Copy the following material word for word, keeping every line as it appears.

Dataset records on where objects are located
-- START --
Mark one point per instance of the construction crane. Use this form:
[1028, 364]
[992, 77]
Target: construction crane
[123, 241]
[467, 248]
-- END --
● **Solution for this exercise**
Mark one point per instance of the construction crane. Use this form:
[1028, 364]
[992, 77]
Target: construction crane
[123, 241]
[467, 248]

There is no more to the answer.